EXERCISE DESCRIPTION:
The data below holds a line containing "Target: fumitory plant" and a line containing "Target: thick plant stalk"; please quote exactly those two lines and every line between them, and nothing else.

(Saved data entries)
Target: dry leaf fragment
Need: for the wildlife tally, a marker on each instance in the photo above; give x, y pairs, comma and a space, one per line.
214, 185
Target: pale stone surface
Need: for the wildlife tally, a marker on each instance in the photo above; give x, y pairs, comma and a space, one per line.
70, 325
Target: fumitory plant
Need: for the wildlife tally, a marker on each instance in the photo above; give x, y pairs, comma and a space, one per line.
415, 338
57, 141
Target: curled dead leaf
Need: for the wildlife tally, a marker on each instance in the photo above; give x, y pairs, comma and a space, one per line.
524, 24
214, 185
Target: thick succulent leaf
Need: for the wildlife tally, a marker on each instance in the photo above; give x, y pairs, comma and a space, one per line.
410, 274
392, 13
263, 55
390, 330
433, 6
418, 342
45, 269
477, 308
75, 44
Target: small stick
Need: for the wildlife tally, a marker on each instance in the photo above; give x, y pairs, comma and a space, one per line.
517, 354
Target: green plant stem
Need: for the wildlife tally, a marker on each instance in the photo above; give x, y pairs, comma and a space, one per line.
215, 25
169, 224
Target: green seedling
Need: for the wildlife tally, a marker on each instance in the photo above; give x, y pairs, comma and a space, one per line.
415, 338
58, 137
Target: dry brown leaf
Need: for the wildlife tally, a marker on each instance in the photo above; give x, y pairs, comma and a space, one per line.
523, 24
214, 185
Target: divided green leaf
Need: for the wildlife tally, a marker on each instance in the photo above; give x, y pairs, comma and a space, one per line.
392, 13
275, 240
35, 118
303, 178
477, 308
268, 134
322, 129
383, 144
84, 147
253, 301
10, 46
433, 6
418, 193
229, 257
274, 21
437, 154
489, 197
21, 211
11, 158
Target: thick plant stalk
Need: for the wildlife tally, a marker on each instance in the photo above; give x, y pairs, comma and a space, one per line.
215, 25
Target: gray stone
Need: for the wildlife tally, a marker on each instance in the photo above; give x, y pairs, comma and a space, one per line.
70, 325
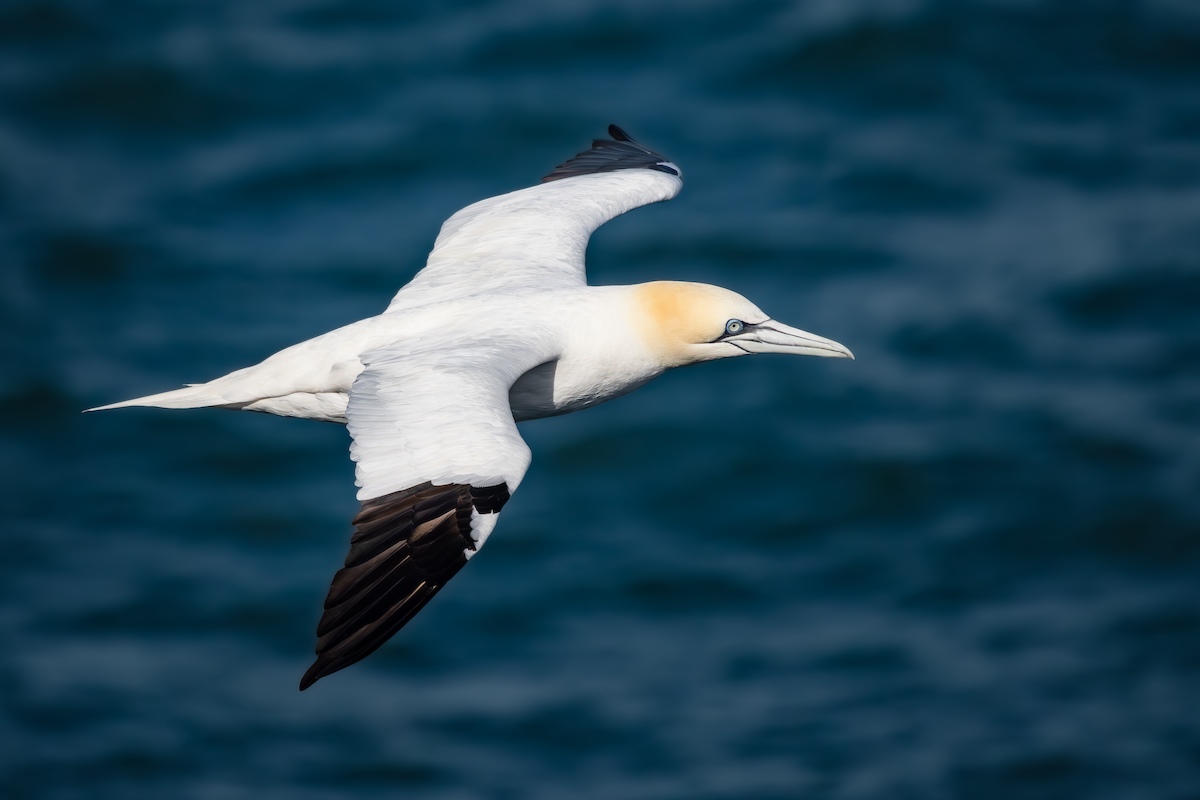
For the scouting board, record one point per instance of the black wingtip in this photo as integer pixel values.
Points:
(611, 155)
(618, 134)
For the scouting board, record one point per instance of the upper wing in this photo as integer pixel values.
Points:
(537, 236)
(438, 456)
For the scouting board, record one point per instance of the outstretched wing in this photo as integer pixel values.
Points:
(537, 236)
(438, 456)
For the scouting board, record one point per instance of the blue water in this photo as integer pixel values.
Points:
(964, 566)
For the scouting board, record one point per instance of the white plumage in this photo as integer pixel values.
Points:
(498, 328)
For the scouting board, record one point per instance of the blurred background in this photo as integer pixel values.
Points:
(965, 565)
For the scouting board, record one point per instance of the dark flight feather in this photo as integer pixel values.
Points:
(406, 546)
(610, 155)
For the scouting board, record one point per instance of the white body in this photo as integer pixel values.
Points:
(498, 328)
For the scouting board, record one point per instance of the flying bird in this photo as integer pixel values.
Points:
(499, 328)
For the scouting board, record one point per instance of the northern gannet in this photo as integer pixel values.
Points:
(499, 328)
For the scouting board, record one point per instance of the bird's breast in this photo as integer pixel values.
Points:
(567, 385)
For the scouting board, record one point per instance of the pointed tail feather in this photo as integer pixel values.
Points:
(192, 396)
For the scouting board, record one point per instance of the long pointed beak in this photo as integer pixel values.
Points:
(777, 337)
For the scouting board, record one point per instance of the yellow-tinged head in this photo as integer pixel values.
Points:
(688, 323)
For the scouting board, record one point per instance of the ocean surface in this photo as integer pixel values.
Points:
(964, 566)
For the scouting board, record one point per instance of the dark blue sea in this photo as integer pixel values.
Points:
(964, 566)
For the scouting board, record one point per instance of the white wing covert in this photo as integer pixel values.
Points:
(438, 456)
(537, 236)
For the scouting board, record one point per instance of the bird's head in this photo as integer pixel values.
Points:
(688, 323)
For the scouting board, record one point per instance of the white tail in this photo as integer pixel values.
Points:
(192, 396)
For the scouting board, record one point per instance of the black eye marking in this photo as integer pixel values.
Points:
(733, 328)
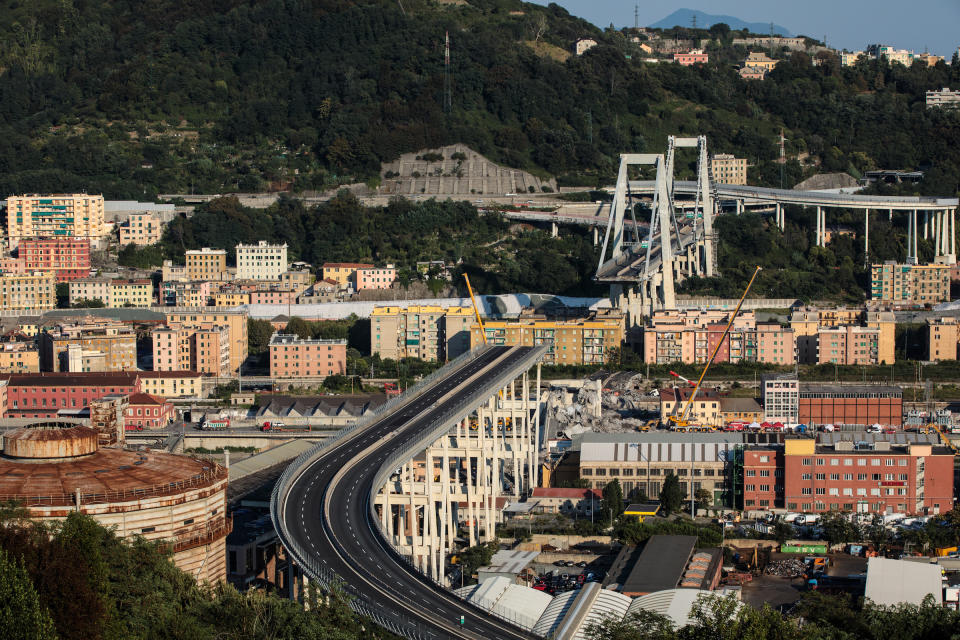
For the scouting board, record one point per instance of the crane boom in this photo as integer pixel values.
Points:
(476, 309)
(733, 316)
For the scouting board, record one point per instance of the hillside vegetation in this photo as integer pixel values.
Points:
(130, 98)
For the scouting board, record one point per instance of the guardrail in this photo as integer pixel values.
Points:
(304, 460)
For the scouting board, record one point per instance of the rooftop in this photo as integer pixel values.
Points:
(70, 379)
(109, 475)
(891, 582)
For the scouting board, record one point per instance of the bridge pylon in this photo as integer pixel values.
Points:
(680, 238)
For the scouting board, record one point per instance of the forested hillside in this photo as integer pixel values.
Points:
(133, 98)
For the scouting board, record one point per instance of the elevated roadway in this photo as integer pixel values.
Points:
(323, 505)
(806, 198)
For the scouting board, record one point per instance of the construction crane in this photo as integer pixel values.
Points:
(682, 420)
(476, 309)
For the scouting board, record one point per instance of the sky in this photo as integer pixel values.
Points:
(852, 24)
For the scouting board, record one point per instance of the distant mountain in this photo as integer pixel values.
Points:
(684, 18)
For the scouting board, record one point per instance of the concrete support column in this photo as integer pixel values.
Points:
(953, 232)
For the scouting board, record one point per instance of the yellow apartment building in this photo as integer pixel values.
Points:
(942, 338)
(342, 272)
(571, 341)
(35, 291)
(199, 318)
(76, 215)
(728, 169)
(131, 293)
(19, 357)
(428, 332)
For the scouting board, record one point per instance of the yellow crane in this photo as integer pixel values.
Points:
(944, 437)
(682, 420)
(476, 309)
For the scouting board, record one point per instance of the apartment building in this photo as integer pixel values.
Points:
(942, 338)
(864, 473)
(35, 291)
(170, 272)
(206, 264)
(42, 395)
(728, 169)
(204, 349)
(172, 384)
(343, 273)
(586, 340)
(68, 258)
(374, 278)
(847, 404)
(848, 345)
(807, 325)
(114, 341)
(691, 336)
(943, 98)
(19, 357)
(690, 58)
(199, 318)
(640, 461)
(428, 332)
(131, 293)
(141, 229)
(90, 289)
(175, 293)
(704, 410)
(75, 215)
(261, 261)
(910, 284)
(230, 298)
(145, 411)
(781, 398)
(294, 357)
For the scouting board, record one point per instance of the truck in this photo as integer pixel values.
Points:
(214, 424)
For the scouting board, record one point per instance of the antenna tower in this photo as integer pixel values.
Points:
(447, 82)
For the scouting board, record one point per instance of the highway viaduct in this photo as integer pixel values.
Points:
(374, 510)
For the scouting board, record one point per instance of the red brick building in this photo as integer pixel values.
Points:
(854, 472)
(294, 357)
(41, 395)
(850, 404)
(68, 257)
(145, 411)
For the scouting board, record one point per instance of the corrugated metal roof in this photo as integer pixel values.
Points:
(676, 604)
(891, 582)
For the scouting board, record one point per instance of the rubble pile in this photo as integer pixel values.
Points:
(787, 568)
(615, 409)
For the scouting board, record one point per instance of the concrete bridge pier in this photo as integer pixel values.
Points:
(866, 237)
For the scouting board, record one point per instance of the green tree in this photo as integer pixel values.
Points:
(611, 506)
(671, 495)
(22, 615)
(838, 529)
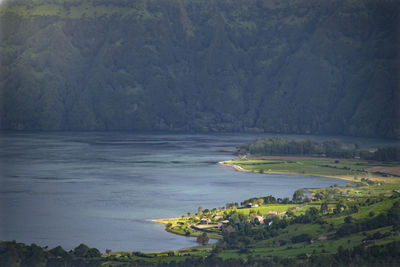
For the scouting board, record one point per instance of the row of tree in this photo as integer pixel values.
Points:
(329, 148)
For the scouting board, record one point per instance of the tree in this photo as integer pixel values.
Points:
(203, 239)
(324, 207)
(200, 210)
(298, 195)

EXERCISE ANSWER:
Target: fumitory plant
Need: for the wildlife tally, a marker on each instance in the photo above; give x, y pairs, comma and a space, one per line.
415, 338
57, 141
Target: curled dead leaf
Need: for the wildlife tally, a marker on each instance in the photo above; give x, y pairs, comma and a space, one per line.
524, 24
214, 185
Target: thick succulent leaf
Need: for the wildlife tally, a marker on each instance in the photo above; give x, y pairs, comma and a space, one per line.
410, 274
392, 13
263, 55
390, 330
433, 6
418, 342
45, 269
477, 308
75, 44
Target: small stick
Need: for the wildlife tally, a marker on each instance in the photo above; give x, y pairs, comma and a space, one per line.
517, 354
Target: green plant stem
Need: for the wildlife tally, a marker on each instance in the photo above; give x, y pairs, comma and a space, one per line.
215, 25
169, 224
Target: green seedling
Need: for the wildlife tally, a marker on each instance in the photo above; give x, y pairs, comma and a space, one per line.
415, 338
58, 137
Target: dry brown leaf
Need: for the wildlife tally, a marker on each instance in the photo above; give x, y pairs, comma and a space, one per line.
523, 24
214, 185
Target: divided green leaf
Need: for the wildlife tally, a marker on each instance in the photo above; give x, y pairs, comma and a space, one per line.
392, 13
275, 240
35, 118
303, 178
477, 308
268, 134
322, 129
383, 144
84, 147
253, 301
10, 46
433, 6
418, 193
229, 257
274, 21
437, 154
489, 197
21, 211
11, 158
Target: thick plant stalk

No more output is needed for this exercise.